# START OF Dataset records

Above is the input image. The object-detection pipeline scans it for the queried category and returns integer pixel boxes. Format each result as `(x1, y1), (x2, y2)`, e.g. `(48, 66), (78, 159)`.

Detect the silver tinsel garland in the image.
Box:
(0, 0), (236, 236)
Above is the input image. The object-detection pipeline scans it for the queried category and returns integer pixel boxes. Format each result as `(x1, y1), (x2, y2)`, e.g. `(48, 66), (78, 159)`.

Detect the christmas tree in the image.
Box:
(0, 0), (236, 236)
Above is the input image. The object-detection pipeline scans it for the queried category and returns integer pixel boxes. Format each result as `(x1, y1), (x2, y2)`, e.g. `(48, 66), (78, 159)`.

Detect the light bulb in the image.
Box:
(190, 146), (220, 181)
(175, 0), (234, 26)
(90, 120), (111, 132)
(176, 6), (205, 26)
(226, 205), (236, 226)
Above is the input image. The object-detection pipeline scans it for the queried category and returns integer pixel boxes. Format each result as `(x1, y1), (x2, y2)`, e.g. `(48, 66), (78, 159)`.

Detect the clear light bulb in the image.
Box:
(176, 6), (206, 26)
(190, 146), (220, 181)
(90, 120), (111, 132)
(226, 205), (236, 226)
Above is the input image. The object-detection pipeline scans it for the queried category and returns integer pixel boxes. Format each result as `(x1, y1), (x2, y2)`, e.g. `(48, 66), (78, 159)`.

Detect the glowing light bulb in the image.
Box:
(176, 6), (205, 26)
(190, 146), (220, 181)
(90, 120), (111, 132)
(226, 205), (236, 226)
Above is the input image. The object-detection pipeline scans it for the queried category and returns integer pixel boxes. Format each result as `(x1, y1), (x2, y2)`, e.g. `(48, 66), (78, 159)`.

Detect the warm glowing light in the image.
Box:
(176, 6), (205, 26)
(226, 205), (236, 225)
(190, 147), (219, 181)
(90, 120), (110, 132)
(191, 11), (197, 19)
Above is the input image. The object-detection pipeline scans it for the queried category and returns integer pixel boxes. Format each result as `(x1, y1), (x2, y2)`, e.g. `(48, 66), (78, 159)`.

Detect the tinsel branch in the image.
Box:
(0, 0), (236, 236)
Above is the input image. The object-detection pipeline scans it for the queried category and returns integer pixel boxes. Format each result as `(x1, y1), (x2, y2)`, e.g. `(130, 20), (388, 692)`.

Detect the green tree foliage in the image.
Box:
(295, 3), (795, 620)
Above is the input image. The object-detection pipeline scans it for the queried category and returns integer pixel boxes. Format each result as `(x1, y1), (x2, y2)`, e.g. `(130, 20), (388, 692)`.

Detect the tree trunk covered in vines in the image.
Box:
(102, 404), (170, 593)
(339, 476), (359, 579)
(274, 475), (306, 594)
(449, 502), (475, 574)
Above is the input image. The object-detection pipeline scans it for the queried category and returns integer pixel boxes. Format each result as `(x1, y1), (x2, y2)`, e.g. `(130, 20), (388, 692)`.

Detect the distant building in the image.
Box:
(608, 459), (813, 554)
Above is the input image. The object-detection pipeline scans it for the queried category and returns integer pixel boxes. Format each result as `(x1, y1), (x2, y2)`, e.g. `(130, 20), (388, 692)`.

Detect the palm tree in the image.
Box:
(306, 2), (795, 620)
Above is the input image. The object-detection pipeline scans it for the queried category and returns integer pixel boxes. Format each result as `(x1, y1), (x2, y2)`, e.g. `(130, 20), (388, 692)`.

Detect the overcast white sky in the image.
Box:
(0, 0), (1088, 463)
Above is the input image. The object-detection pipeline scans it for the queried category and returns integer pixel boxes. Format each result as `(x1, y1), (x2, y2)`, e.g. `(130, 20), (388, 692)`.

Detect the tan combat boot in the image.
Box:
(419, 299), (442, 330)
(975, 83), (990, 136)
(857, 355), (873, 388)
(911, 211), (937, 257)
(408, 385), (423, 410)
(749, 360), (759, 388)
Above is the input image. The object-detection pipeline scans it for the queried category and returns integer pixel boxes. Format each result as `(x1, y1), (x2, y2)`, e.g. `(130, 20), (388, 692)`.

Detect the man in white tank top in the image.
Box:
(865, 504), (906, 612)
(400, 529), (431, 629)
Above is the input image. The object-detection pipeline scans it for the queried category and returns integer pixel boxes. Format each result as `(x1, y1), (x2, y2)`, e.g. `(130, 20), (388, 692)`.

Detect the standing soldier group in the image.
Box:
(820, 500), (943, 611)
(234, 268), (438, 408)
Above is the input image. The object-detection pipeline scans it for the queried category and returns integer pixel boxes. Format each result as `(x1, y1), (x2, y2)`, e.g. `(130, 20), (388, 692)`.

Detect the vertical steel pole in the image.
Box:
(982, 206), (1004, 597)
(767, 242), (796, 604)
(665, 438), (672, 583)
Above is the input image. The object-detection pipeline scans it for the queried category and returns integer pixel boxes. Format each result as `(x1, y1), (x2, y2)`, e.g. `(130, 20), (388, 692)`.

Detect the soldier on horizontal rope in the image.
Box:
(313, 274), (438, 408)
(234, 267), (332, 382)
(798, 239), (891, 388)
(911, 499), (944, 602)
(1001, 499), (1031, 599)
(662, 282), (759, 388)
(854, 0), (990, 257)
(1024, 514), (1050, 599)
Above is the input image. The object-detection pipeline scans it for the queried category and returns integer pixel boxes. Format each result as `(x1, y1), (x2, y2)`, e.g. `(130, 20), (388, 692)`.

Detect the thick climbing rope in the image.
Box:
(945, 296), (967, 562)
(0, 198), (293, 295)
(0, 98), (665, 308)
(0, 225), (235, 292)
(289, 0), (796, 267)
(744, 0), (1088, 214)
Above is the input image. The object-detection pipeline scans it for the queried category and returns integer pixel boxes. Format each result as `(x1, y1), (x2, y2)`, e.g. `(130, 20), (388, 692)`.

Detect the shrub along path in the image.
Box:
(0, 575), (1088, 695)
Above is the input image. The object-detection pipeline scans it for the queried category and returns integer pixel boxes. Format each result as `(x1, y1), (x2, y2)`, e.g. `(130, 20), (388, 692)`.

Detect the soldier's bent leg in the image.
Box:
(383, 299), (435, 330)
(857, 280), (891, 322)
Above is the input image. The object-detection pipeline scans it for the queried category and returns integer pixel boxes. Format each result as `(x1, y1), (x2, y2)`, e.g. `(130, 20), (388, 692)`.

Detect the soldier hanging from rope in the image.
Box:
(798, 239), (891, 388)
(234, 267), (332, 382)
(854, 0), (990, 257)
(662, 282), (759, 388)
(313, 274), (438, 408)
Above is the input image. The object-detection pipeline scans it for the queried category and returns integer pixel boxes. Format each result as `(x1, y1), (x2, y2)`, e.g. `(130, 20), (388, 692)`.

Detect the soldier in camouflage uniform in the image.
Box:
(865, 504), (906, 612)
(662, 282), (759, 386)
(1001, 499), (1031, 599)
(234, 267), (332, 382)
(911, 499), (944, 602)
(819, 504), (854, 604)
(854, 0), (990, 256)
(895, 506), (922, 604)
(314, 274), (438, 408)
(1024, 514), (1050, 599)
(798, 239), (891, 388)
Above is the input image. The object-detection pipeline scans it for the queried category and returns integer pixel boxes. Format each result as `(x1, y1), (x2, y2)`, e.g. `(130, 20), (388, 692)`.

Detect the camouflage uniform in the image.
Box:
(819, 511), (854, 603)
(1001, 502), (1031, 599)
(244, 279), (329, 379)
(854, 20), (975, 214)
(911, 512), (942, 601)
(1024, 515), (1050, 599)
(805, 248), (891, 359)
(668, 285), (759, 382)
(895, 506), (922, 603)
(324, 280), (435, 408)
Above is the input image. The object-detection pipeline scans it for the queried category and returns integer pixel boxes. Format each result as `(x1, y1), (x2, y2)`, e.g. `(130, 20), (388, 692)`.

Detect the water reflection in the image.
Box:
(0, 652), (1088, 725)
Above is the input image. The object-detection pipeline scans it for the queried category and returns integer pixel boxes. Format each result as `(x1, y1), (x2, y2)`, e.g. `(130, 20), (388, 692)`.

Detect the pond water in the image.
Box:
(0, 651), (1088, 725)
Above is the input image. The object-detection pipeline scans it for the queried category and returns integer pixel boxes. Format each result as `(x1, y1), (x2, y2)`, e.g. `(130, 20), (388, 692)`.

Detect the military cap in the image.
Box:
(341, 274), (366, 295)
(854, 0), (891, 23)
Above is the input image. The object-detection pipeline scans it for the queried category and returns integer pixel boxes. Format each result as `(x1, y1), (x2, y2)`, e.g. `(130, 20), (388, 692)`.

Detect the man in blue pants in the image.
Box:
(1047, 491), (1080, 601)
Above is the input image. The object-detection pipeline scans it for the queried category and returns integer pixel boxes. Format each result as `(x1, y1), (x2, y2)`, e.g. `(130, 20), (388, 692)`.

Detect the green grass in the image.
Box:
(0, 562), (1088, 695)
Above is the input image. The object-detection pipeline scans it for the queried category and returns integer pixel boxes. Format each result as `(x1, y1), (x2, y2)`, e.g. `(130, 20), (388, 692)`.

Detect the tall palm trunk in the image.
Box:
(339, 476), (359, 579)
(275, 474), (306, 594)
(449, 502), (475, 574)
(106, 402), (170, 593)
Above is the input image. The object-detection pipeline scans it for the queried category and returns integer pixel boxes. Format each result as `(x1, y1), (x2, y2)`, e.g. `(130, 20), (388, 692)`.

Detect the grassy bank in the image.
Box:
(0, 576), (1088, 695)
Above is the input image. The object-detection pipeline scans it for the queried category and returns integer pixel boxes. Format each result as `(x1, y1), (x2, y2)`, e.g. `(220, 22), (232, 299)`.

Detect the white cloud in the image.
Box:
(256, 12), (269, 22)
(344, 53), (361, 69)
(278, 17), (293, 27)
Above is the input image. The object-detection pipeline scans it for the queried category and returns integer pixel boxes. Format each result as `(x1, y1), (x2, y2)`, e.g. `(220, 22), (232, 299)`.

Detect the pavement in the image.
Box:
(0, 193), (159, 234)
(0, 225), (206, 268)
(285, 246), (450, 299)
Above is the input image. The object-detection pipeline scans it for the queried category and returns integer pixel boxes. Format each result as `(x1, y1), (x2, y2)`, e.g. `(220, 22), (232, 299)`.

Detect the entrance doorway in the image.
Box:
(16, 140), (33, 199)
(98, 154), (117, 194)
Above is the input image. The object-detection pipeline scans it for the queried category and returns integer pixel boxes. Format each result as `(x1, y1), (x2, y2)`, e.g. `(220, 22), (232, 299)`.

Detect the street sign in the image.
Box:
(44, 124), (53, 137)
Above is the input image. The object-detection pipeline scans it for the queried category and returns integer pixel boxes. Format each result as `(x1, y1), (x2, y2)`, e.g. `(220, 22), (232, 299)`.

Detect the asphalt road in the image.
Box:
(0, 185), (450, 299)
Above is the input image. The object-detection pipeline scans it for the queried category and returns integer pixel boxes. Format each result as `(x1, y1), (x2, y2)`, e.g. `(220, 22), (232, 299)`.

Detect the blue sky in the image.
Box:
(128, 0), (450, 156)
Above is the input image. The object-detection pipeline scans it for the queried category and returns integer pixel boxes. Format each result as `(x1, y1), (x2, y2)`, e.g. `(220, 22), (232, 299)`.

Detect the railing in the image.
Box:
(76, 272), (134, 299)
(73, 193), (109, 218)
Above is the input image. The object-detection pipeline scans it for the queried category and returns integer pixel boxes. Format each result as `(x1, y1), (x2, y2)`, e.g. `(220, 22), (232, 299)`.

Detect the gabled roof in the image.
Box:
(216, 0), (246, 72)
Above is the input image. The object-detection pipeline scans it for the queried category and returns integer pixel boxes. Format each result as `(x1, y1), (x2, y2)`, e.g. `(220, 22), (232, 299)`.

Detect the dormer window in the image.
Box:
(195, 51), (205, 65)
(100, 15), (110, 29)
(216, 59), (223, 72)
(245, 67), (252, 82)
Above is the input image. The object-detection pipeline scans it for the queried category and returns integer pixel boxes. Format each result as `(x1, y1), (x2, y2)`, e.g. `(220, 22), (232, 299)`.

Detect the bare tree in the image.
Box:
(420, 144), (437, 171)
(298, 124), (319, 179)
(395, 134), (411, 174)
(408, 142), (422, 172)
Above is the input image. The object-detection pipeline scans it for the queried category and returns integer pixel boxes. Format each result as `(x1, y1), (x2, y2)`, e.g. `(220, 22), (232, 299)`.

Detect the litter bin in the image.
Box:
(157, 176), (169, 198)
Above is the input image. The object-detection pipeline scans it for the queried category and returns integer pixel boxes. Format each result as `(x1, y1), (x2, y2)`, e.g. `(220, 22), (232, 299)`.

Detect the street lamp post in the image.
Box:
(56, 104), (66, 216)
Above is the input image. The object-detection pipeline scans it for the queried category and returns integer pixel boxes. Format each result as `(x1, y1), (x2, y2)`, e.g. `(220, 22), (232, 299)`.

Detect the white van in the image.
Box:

# END OF Dataset records

(Required task) Copy everything from the start of the items down to the line containing "(191, 11), (197, 19)", with "light bulb" changed to "lamp" and nothing else altered.

(Final result)
Above is the input image. The object-detection pipeline scans it for the queried category and returns integer pixel boxes. Format each result as `(x1, y1), (x2, y2)`, e.g. `(48, 66), (78, 159)`.

Detect the silver tinsel garland in the image.
Box:
(0, 0), (236, 236)
Above is the input image. The object-detection pipeline scans it for the queried category and returns integer pixel boxes. Format each result as `(x1, y1), (x2, y2)`, e.g. `(48, 66), (78, 159)`.

Detect the christmas tree in the image.
Box:
(0, 0), (236, 236)
Above is the input image. The object-detection pipeline scans it for the queried category and returns integer pixel boxes. Format each result as `(x1, y1), (x2, y2)`, e.g. `(48, 66), (78, 159)`.

Detect the lamp in the image.
Box:
(190, 146), (220, 181)
(175, 0), (234, 26)
(90, 120), (111, 132)
(176, 6), (205, 26)
(226, 205), (236, 226)
Above is the input image. The object-detection pipeline scans it for the queried category and returns integer pixel boxes. Format each result as `(x1, y1), (x2, y2)`, e.g. `(48, 66), (78, 159)`.

Detect the clear lamp in the image.
Box:
(176, 6), (206, 26)
(190, 146), (220, 181)
(90, 120), (111, 132)
(226, 205), (236, 226)
Above is the input image. The object-detection pipeline scans it for the queried category and returns integer pixel boxes. Format each result as `(x1, y1), (x2, y2)`, e.g. `(48, 66), (78, 159)`.

Detect the glowing lamp in the image.
Box:
(176, 6), (205, 26)
(190, 146), (220, 181)
(90, 120), (111, 132)
(226, 205), (236, 226)
Above is the input image. The object-detection pipeline scans it for the queried category and returns integer pixel boxes. Format each result as `(x1, y1), (x2, y2)`, e.g. `(48, 66), (78, 159)`.

Detect the warm glowing light in the image.
Box:
(176, 6), (205, 26)
(226, 205), (236, 225)
(190, 147), (219, 181)
(90, 120), (110, 132)
(191, 11), (197, 19)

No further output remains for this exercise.